[Text extract]
▬▬▬▬▬▬▬▬▬▬

But with the rise of civilization, as we have seen, increasingly important areas of life came to be governed by an alternate symbol system. The conditions of civilized life forced on man a greater degree of separateness from the community. Participation in the larger whole became not so much the given reality as something hungered for. Man experienced himself as estranged from unity and wholeness and thrown into a world in which individual existence was a burden. In this situation, religion functioned in two major ways. It continued to function in continuity with the mythical symbol systems of the past, as the foundation of meaning and communal unity and the magical means of obtaining desired goods. But now it began to function also as the means for overcoming the sense of isolation and separateness that civilization brought with it. Of course, these functions can be separated sharply only from a later perspective. Yet we can identify in ancient civilizations the beginnings of a ministry to the felt needs of individuals alongside the communal celebrations and magic rites.

In India, the emerging conscious rationality focused its attention on interpreting the traditional religious activities in terms of the increasingly insistent needs of individuals to find freedom from the suffering of isolation and estrangement. Axial man emerged in the process of the religious quest itself. The victory of rational reflection occurred in the struggle to find freedom from the pain and suffering of individualization and separateness.

For almost the whole of Indian thought, the pain of the human situation was accentuated by the view that present existence is only a small part of the whole. That is, one did not think of birth and death as the beginning and ending of experience. Rather, they were only transitions from one state of being to another. This conviction of immortality, far from comforting and reassuring the suffering individual, indicated to him that even in death he could not escape the burden and terror of existence.

▬▬▬▬▬▬▬▬▬▬

[Given records]
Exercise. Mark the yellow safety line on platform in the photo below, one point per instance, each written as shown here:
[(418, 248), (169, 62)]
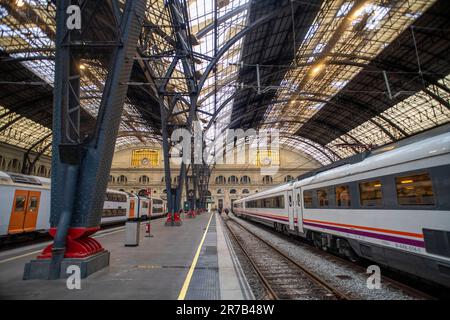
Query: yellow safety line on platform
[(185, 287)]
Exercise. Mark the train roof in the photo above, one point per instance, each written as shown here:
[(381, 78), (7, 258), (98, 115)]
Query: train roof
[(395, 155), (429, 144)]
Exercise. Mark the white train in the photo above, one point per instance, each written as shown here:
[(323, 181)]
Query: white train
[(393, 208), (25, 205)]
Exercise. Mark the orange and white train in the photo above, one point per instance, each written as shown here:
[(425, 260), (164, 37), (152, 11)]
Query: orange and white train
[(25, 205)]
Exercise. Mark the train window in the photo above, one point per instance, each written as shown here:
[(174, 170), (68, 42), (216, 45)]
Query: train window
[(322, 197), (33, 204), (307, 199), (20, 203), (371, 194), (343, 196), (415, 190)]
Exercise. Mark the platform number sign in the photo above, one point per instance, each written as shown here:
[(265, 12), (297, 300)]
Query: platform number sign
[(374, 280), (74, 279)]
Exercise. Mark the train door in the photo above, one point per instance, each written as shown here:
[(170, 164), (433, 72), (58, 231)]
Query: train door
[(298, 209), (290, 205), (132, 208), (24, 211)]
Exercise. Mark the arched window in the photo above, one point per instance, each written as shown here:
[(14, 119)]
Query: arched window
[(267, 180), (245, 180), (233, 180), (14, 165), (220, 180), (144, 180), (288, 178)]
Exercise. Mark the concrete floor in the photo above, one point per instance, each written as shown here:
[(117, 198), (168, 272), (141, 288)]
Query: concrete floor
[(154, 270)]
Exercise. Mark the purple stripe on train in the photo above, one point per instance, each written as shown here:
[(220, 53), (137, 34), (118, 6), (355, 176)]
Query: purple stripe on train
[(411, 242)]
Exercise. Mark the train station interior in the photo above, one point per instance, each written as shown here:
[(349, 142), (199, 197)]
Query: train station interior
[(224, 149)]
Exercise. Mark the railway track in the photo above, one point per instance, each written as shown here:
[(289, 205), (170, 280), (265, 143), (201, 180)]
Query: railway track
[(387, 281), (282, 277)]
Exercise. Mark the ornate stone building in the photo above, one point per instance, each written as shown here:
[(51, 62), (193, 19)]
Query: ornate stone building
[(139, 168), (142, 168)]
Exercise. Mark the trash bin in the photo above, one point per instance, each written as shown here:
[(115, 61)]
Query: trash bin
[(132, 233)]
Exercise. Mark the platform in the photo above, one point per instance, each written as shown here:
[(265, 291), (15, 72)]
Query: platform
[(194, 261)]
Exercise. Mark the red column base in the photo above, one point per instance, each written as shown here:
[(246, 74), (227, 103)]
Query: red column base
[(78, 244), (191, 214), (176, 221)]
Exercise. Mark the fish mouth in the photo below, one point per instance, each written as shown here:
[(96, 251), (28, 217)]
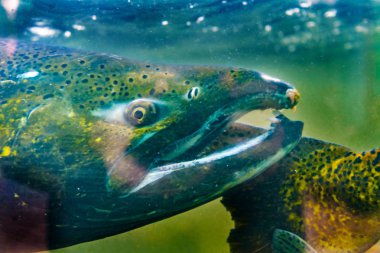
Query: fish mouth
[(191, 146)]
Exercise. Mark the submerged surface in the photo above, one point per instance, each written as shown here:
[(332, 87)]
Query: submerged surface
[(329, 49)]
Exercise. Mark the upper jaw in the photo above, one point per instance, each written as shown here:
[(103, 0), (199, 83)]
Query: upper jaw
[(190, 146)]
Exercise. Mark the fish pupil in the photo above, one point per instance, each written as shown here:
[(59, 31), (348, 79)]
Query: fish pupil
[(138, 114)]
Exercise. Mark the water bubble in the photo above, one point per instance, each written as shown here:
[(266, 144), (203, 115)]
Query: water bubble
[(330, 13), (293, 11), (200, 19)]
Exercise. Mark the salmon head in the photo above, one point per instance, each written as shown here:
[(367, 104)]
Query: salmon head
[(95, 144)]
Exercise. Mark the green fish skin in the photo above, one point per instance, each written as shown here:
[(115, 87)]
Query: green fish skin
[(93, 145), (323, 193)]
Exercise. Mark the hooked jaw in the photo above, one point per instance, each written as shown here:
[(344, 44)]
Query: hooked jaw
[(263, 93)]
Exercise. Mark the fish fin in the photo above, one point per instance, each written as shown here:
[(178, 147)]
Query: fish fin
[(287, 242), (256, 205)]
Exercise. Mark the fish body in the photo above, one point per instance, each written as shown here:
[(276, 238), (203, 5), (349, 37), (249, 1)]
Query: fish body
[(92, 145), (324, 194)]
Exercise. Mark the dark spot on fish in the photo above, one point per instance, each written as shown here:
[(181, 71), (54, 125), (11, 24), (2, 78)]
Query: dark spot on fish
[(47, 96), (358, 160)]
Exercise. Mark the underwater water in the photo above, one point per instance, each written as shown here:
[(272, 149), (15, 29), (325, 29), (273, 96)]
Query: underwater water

▬▬▬▬▬▬▬▬▬▬

[What you will do]
Copy out the passage on religion and the separateness of civilized life word for word, from start to finish.

[Worked solution]
But with the rise of civilization, as we have seen, increasingly important areas of life came to be governed by an alternate symbol system. The conditions of civilized life forced on man a greater degree of separateness from the community. Participation in the larger whole became not so much the given reality as something hungered for. Man experienced himself as estranged from unity and wholeness and thrown into a world in which individual existence was a burden. In this situation, religion functioned in two major ways. It continued to function in continuity with the mythical symbol systems of the past, as the foundation of meaning and communal unity and the magical means of obtaining desired goods. But now it began to function also as the means for overcoming the sense of isolation and separateness that civilization brought with it. Of course, these functions can be separated sharply only from a later perspective. Yet we can identify in ancient civilizations the beginnings of a ministry to the felt needs of individuals alongside the communal celebrations and magic rites.

In India, the emerging conscious rationality focused its attention on interpreting the traditional religious activities in terms of the increasingly insistent needs of individuals to find freedom from the suffering of isolation and estrangement. Axial man emerged in the process of the religious quest itself. The victory of rational reflection occurred in the struggle to find freedom from the pain and suffering of individualization and separateness.

For almost the whole of Indian thought, the pain of the human situation was accentuated by the view that present existence is only a small part of the whole. That is, one did not think of birth and death as the beginning and ending of experience. Rather, they were only transitions from one state of being to another. This conviction of immortality, far from comforting and reassuring the suffering individual, indicated to him that even in death he could not escape the burden and terror of existence.